● Brief
Retype the material below. Keep every word exactly as it is.
────────────────
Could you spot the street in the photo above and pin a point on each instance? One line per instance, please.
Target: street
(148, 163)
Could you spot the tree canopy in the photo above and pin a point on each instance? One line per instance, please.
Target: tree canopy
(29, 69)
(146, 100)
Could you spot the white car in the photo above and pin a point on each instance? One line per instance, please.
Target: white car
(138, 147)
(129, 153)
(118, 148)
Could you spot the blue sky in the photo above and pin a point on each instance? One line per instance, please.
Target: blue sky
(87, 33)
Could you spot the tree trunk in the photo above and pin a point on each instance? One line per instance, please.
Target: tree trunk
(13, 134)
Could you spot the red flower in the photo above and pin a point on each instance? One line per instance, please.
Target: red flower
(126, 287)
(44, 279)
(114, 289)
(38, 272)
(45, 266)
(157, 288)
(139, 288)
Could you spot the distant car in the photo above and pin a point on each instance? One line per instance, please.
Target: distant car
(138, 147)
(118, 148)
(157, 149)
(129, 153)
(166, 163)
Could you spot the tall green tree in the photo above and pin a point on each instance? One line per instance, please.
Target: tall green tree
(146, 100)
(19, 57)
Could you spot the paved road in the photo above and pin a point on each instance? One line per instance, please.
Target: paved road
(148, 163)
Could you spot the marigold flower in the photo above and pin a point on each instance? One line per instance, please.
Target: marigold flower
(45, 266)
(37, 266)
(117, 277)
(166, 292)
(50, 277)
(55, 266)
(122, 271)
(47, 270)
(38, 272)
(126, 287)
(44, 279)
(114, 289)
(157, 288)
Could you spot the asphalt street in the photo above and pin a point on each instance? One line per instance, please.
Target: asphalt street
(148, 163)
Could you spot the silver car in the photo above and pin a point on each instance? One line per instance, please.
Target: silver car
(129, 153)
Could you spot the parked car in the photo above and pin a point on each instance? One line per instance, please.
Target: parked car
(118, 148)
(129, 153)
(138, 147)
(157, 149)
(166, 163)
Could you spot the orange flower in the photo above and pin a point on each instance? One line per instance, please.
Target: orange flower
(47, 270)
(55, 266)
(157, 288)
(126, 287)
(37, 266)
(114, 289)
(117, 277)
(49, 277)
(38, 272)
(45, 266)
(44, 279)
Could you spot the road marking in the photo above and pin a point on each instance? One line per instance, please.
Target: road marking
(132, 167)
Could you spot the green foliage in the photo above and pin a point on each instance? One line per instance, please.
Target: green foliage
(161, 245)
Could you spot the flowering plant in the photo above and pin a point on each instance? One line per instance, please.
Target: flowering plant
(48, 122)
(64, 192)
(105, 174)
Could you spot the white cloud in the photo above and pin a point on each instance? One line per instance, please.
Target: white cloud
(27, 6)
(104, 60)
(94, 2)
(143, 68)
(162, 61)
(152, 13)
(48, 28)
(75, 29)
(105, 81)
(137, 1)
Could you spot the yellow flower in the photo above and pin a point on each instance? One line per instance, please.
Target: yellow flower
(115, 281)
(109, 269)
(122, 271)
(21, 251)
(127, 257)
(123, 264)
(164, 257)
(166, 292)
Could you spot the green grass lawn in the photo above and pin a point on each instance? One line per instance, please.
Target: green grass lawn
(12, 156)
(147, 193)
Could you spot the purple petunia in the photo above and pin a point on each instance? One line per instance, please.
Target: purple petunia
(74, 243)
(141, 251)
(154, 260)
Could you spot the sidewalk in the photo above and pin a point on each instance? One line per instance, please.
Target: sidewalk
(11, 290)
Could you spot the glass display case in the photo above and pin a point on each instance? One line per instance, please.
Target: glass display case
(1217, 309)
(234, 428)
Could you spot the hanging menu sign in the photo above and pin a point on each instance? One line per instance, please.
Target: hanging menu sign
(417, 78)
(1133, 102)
────────────────
● Solution
Could you spot the street in the photo above and pin a point on each instance? One line per instance, please.
Target: street
(148, 163)
Could you spot the tree canopy in the photo above and pin a point on each instance? One line per instance, please.
Target: tree canopy
(29, 69)
(146, 100)
Could you spot the white car in the photo above and pin a point on each instance? One line per instance, please.
Target: white car
(138, 147)
(129, 153)
(118, 148)
Could you spot the blue sky in the photo above and pin a point on each instance? One line per instance, please.
Target: blue sky
(87, 33)
Could you spot the tree trunk in the photo above and pin a point on each instance? One line per instance, please.
Target: tree trunk
(13, 134)
Could you spot the red flower in the photo above and pin a point on each instance? One line per instance, please.
Target: red flower
(126, 287)
(44, 279)
(114, 289)
(38, 272)
(45, 266)
(157, 288)
(139, 288)
Could you spot the distant car in the photo above and pin a point on each instance? One line per instance, please.
Target: distant car
(138, 147)
(118, 148)
(157, 149)
(129, 153)
(166, 163)
Could you spot the tall green tree in the photo above and pin a point on each instance? One line per instance, please.
Target: tall green tree
(146, 100)
(19, 57)
Could you spot the paved road in the photo above and pin a point on each instance? One line per instance, please.
Target: paved road
(148, 163)
Could you spot the marigold flower in the photo above and pin a point on each instance? One line per instance, please.
Target: marigold flower
(45, 266)
(37, 266)
(117, 277)
(166, 292)
(50, 277)
(55, 266)
(122, 271)
(47, 270)
(38, 272)
(126, 287)
(44, 279)
(114, 289)
(157, 288)
Could you spot the asphalt street in the photo above and pin a point on each instance? One line per instance, please.
Target: asphalt street
(148, 163)
Could you spot the silver car in the photo above and pin a point on each instance? One line per instance, please.
Target: silver car
(129, 153)
Could you spot the parked car in the photo above and pin a point on each instance? One line per instance, please.
Target: parked car
(118, 148)
(129, 153)
(138, 147)
(157, 149)
(166, 163)
Could you spot the orange flower in the photo above and pin a point on each instance? One line per instance, please.
Target: orange flower
(47, 270)
(55, 266)
(157, 288)
(126, 287)
(37, 266)
(114, 289)
(117, 277)
(49, 277)
(38, 272)
(45, 266)
(44, 279)
Could you spot the road marking in the photo above and pin a point on each instance? One line per instance, please.
Target: road marking
(132, 167)
Could you spot the green foliage in the photo above and pin a point on each instance? One line per instance, please.
Target: green foliage
(161, 245)
Could you spot the flowering plant in the photo above and pin a point on each instance? One line per instance, please.
Target: flowering plant
(48, 122)
(64, 192)
(105, 174)
Could you spot the white cloud in the photo above and pin a point on each instance? One line per instance, please.
Target: white cloud
(27, 6)
(104, 60)
(94, 2)
(143, 68)
(162, 61)
(152, 13)
(48, 28)
(75, 29)
(105, 81)
(137, 1)
Could you spot the yellow flower in the photo above and pin a point on each instance? One line per instance, please.
Target: yellow flower
(115, 281)
(109, 269)
(122, 271)
(21, 251)
(127, 257)
(123, 264)
(164, 257)
(166, 292)
Could you spot the green grass lawn in the photo above and pin a point on each instance? One line per instance, please.
Target: green grass lawn
(12, 156)
(147, 193)
Could you spot the purple petunia in the photo above and pin a point on each instance? One line per instance, please.
Target: purple petunia
(74, 243)
(141, 251)
(154, 260)
Could you spot the sidewalk in the photo above and pin a point on each instance? One line per instance, please.
Target: sidewalk
(11, 290)
Could you spot the glass display case in the photo above and pin a point on each instance? One line per instance, please.
Target: glass display case
(1217, 309)
(234, 428)
Could you spot the hanging menu sign in the photo above and pin a point on each instance? One line per instance, please.
Target: hanging menu sign
(417, 78)
(1133, 102)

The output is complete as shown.